◆ **Exercise instructions**
a - Answer these questions from the article on Canada's 2013 spring weather outlook:
(i) On what date is the vernal equinox?
(ii) Which city has March as its snowiest month according to climate normals?
(iii) What temperatures are forecast for Manitoba?
b - Repeat the part of the article on Canada's 2013 spring weather outlook that opens with the words "March 12, 2013" and closes with "temperatures are rising.".
c - Go on with the article on Canada's 2013 spring weather outlook from the point where it stops.

March 12, 2013 — Many parts of Canada are seeing a return to warmer weather, but don't get too comfortable -- winter isn't over yet.
Plants are (slowly) starting to bloom, snow is melting, and temperatures are rising.
There's a little over a week before the official start to spring, but don't pack away your winter clothes just yet.
"Even though we have entered "meteorological spring" ... and the vernal equinox is March 20th, we are still very much at risk for winter weather," explains Dayna Vettese, a meteorologist at The Weather Network.
"Last year's lack of winter and summer-like spring have given some Canadians a false memory of what spring is really like in Canada, especially in March. During a normal spring, we see winter weather - especially in the month of March- as many Canadians are currently experiencing. Last year we had record-breaking temperatures in March between 20-30 degrees Celsius, but this year we are back to reality. March is actually Calgary's snowiest month according to climate normals. The main idea to take from this is that winter-weather is not in our rear-view mirror, and it is still very much a reality, especially over the next few weeks."
WHAT WILL THE 2013 SPRING SEASON LOOK LIKE?
While meteorologists at The Weather Network are predicting near normal spring conditions for most of Canada, some regions can expect patterns that fall outside of the normal averages. A milder trend is likely for central and eastern Canada, while much of western Canada will be cooler than normal. See below for provincial and regional breakdowns.
Most of British Columbia can expect below normal temperatures this spring, with near normal temperatures forecast for extreme northern BC, the Queen Charlottes and much of Vancouver Island's west coast. Below normal precipitation is expected from central interior BC out through the central coast across northern Vancouver Island and portions of the north coast, with near normal precipitation elsewhere.
Alberta and Saskatchewan
Temperatures in northern Alberta and west central Saskatchewan will also be below normal, with near normal temperatures elsewhere. Near normal precipitation is expected for much of Alberta though wetter than normal conditions are forecast near the border with central Saskatchewan. Above normal precipitation is also likely for northern sections of Saskatchewan south down the western half except for the extreme southwest where normal precipitation is expected as it is for most of the east.
While temperatures for Manitoba will be near normal, above normal precipitation is forecast for southcentral and southeastern parts of the province with near normal precipitation elsewhere.

◆ **Region segmentation data**

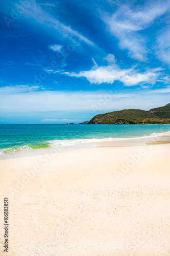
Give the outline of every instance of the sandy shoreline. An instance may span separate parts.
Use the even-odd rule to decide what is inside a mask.
[[[9,255],[170,255],[170,144],[144,144],[1,160]]]

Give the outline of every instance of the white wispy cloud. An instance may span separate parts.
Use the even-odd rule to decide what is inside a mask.
[[[40,24],[54,29],[60,33],[64,37],[67,37],[74,40],[73,36],[75,36],[79,38],[80,41],[84,41],[90,46],[95,47],[95,44],[90,40],[72,29],[70,26],[65,26],[60,23],[35,2],[31,4],[31,6],[29,8],[26,9],[23,15],[27,18],[31,17],[33,18],[34,20],[36,20]]]
[[[111,53],[109,53],[106,57],[105,57],[103,59],[106,59],[108,63],[115,63],[116,61],[115,56]]]
[[[67,113],[81,112],[82,115],[89,111],[91,112],[92,118],[96,114],[96,111],[104,113],[130,109],[132,106],[135,109],[149,110],[164,105],[169,102],[169,93],[148,93],[143,91],[125,93],[116,90],[114,87],[104,91],[95,92],[42,90],[0,93],[0,109],[6,115],[15,113],[15,116],[24,115],[26,116],[27,115],[30,116],[36,113],[37,115],[43,113],[43,117],[45,114],[46,117],[48,113],[52,113],[52,118],[55,119],[54,118],[55,113],[57,113],[57,119],[59,120],[58,116],[63,111]],[[51,115],[50,115],[51,117]],[[43,118],[44,117],[42,118],[44,120]]]
[[[159,89],[150,90],[148,93],[170,93],[170,86]]]
[[[59,45],[54,45],[48,46],[48,48],[50,49],[53,50],[53,51],[57,52],[60,52],[62,47],[63,47],[62,46],[60,46]]]
[[[155,52],[160,60],[170,67],[170,25],[159,31],[155,46]]]
[[[1,93],[13,93],[18,92],[30,92],[38,91],[42,87],[36,86],[28,86],[27,84],[21,84],[16,86],[9,86],[0,88]]]
[[[152,1],[133,9],[122,4],[112,15],[102,12],[101,18],[110,33],[119,40],[120,49],[127,49],[131,58],[144,61],[148,53],[146,38],[138,32],[149,27],[169,9],[170,2],[167,1]]]
[[[62,74],[72,77],[85,77],[91,83],[113,83],[115,81],[118,80],[126,86],[134,86],[145,83],[154,84],[162,75],[160,73],[162,70],[162,68],[159,68],[140,73],[135,70],[135,67],[121,69],[118,65],[113,63],[101,67],[95,64],[91,70],[80,71],[78,73],[65,72]]]
[[[63,118],[58,119],[55,118],[45,118],[41,120],[41,122],[44,123],[63,123],[63,122],[75,122],[78,123],[81,121],[81,119],[68,119],[67,118]]]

◆ **Outputs for the tasks**
a -
(i) March 20th
(ii) Calgary
(iii) Near normal

b -
March 12, 2013 — Many parts of Canada are seeing a return to warmer weather, but don't get too comfortable -- winter isn't over yet.
Plants are (slowly) starting to bloom, snow is melting, and temperatures are rising.

c -
Above normal temperatures are forecast across most of southern and eastern Ontario and the southeastern corner of northeastern Ontario as well with near normal temperatures in northcentral and northwestern Ontario. Wetter than normal conditions are likely for the southwestern fringe of northwestern Ontario. Wetter than normal conditions are also expected in extreme southwestern Ontario with near normal precipitation elsewhere.
Temperatures are predicted to be above normal for most areas with near normal temperatures around the Hudson Bay lowlands and the extreme north. Near normal precipitation is forecast across the province.
Near normal temperatures are in store for western Newfoundland and eastern parts of PEI and Nova Scotia, while New Brunswick, the Bay of Fundy, western PEI and eastern Newfoundland can expect milder than normal temperatures. Precipitation amounts will be near normal for the entire region.
Yukon, Northwest Territories and Nunavut
Below normal temperatures are forecast for portions of the southwestern part of the Northwest Territories, while the central swath of Nunavut can expect above normal conditions. Above normal precipitation is likely in southeastern Northwest Territories and bordering Nunvavut as well as central Baffin Island. Near normal precipitation is forecast elsewhere.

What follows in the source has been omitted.